Repeat every one of the records below verbatim, line by line, without any changes.

Point labeling records:

┄┄┄┄┄┄┄┄┄┄

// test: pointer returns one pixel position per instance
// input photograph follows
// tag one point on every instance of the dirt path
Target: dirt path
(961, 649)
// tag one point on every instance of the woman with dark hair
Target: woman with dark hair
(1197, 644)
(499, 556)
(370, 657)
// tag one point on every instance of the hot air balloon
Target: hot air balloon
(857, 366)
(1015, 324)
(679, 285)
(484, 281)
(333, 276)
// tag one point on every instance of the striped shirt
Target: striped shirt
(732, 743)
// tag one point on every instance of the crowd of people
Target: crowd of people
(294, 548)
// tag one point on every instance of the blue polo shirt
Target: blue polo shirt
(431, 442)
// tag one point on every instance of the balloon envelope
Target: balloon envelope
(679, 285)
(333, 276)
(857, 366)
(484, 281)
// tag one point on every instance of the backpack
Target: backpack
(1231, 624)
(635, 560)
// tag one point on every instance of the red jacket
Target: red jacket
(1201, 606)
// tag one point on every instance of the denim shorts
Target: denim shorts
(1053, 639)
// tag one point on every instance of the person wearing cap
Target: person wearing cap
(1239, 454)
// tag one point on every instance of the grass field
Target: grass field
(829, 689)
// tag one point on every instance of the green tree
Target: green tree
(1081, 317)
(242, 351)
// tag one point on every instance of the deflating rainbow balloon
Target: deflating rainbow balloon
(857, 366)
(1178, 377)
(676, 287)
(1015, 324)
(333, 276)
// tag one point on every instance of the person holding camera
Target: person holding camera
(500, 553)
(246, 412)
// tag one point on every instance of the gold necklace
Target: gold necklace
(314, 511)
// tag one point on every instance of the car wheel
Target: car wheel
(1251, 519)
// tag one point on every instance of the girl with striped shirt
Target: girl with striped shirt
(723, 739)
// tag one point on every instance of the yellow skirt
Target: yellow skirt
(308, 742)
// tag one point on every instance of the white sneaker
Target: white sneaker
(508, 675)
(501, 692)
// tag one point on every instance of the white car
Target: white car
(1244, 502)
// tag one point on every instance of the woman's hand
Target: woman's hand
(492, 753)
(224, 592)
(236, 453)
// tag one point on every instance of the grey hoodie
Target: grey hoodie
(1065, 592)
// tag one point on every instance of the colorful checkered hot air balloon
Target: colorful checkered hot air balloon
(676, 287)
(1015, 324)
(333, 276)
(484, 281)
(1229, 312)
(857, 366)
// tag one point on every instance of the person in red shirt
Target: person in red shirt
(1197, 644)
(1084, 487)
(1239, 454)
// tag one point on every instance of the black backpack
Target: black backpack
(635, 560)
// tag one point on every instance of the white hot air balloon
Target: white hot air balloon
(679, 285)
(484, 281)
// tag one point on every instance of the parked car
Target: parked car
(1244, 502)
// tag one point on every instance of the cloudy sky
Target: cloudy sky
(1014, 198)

┄┄┄┄┄┄┄┄┄┄

- _RESULT_
// test: pointer returns one pixel position per instance
// input photograph follows
// tag one point on every instance of the dirt path
Target: dirt path
(961, 649)
// tag one point on every instance of the woman with dark hair
Target: woman with dark hair
(1197, 644)
(499, 556)
(370, 657)
// tag one point on every instance of the hot air balloon
Target: hot air balloon
(857, 366)
(1015, 324)
(679, 285)
(484, 281)
(333, 276)
// tag one point on every instance of the striped shirt
Target: striped shirt
(732, 743)
// tag one point on every instance of the crowd of people
Target: crowd of people
(294, 548)
// tag one point on every instance of the blue polo shirt
Target: blue polo shirt
(431, 442)
// tag one point on every instance of the balloon envelope
Target: balloon envelope
(679, 285)
(333, 276)
(857, 366)
(484, 281)
// tag one point on every instance of the backpack
Target: backpack
(1231, 624)
(635, 560)
// tag one point on every instance of the red jacket
Target: red jacket
(1201, 606)
// tag one point on every instance of the denim shorts
Target: denim shorts
(1053, 639)
// tag one point on every instance of the person wearing cap
Target: person wearing cap
(1239, 454)
// tag one point on every instance of the grass field
Target: grass field
(829, 689)
// tag one point on every instance of the green tree
Target: green tree
(1081, 317)
(242, 351)
// tag one point on every instance of the deflating rainbow balloon
Target: deflating rainbow balloon
(857, 366)
(1178, 377)
(676, 287)
(1015, 324)
(333, 276)
// tag one point on every instance of the person holding camera
Target: person holding camera
(500, 553)
(246, 412)
// tag one point on every instance of the gold necklace
Target: gold necklace
(314, 511)
// tag one point on every instance of the car wheel
Target: car wheel
(1251, 519)
// tag one point on every instance of the girl with striped shirt
Target: girl with striped shirt
(723, 739)
// tag one point on every instance of the yellow skirt
Target: yellow skirt
(308, 742)
// tag one point on every instance of the white sneaker
Target: white sneaker
(508, 675)
(501, 692)
// tag one point on every instance of the white car
Target: white car
(1244, 502)
// tag one point on every instance of the woman's hand
Target: woman's hand
(492, 753)
(224, 592)
(236, 453)
// tag one point on every instance of the grey hoodie
Target: grey hoodie
(1065, 592)
// tag one point on every instance of the colorful checkered hot air balloon
Target: colorful checkered hot air balloon
(676, 287)
(1015, 324)
(333, 276)
(484, 281)
(1229, 312)
(857, 366)
// tag one point on every instance of the person in red shirt
Target: person in red shirt
(1197, 644)
(1084, 487)
(1239, 454)
// tag one point on every instance of the black backpack
Target: black backpack
(635, 560)
// tag one point on every instance of the white hot air balloon
Target: white hot air balloon
(679, 285)
(484, 281)
// tag one point on every instance of the parked car
Target: parked car
(1244, 502)
// tag one point on every instance of the cloudy sky
Target: cloudy sky
(1014, 198)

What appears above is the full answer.